» Given problem 1
According to the Catania excerpt, on what date did the troops enter the city?
» Given problem 2
Reproduce the stretch of the Catania excerpt from "Catania has all" through "waiters in restaurants." word for word.

» Page
▼▼▼

The War Illustrated, Volume 7, No. 162, Page 220, September 3, 1943.

Both before and after the Germans fled from Catania astonishing scenes were witnessed in the city. As this front-line Sicilian pen-picture (dated August 6, 1943) by a Special Correspondent of The Daily Telegraph reveals, chaos reigned supreme. Not until some time after the entry of our troops on August 5 was order fully restored.

Catania has all the air of a town that has been frozen into immobility. Of all the conquered towns I have seen there has been none where the machinery of civic life has so completely come to a standstill. There were no signs of any shop or hotel being open. It was a complete contrast to Tripoli, where within five hours of the arrival of the first British troops British officers were booking bedrooms and being served lunch bu white-coated waiters in restaurants.

▲▲▲

» Supplied data
▼▼▼

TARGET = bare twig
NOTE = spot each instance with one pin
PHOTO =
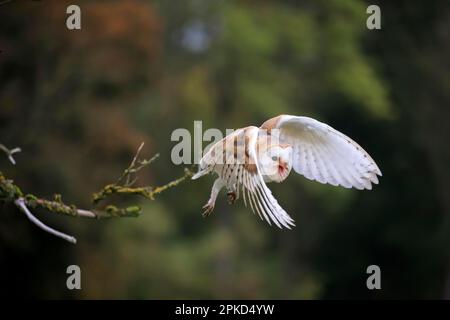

▲▲▲

» Problem solution 1
August 5, 1943

» Problem solution 2
Catania has all the air of a town that has been frozen into immobility. Of all the conquered towns I have seen there has been none where the machinery of civic life has so completely come to a standstill. There were no signs of any shop or hotel being open. It was a complete contrast to Tripoli, where within five hours of the arrival of the first British troops British officers were booking bedrooms and being served lunch bu white-coated waiters in restaurants.